***** Records for the task

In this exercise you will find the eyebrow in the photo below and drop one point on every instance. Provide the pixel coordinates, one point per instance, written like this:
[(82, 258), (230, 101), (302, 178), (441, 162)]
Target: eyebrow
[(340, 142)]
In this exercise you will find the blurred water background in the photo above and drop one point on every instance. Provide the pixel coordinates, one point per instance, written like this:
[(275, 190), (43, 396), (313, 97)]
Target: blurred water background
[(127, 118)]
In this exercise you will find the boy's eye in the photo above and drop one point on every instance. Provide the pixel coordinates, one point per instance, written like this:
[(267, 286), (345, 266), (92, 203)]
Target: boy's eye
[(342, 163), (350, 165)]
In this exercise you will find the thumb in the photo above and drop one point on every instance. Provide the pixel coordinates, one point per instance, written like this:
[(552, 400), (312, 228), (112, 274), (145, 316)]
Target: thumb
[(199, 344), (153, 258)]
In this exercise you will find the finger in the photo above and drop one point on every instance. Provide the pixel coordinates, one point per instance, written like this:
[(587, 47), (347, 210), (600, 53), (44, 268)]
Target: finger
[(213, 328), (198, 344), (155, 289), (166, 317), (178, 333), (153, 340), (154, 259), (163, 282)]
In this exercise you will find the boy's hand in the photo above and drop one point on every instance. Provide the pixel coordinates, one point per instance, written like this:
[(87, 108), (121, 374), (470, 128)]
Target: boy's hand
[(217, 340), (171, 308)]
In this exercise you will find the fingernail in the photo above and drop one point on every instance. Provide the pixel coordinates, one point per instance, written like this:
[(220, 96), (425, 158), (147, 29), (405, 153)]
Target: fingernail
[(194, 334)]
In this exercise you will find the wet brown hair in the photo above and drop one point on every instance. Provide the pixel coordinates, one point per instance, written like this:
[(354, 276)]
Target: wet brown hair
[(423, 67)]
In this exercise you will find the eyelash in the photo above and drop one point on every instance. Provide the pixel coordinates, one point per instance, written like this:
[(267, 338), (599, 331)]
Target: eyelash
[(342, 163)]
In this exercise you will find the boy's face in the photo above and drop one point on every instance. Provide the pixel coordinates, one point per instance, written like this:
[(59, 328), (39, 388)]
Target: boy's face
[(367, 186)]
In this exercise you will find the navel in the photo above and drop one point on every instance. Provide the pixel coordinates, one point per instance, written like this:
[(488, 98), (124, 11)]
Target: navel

**********

Task item
In the entries above, find each line that has the word "navel". Copy it.

Result
In this exercise you will find the navel in the photo above and drop one point on every instance. Provide the pixel coordinates, one point per instance, written like this:
Target: navel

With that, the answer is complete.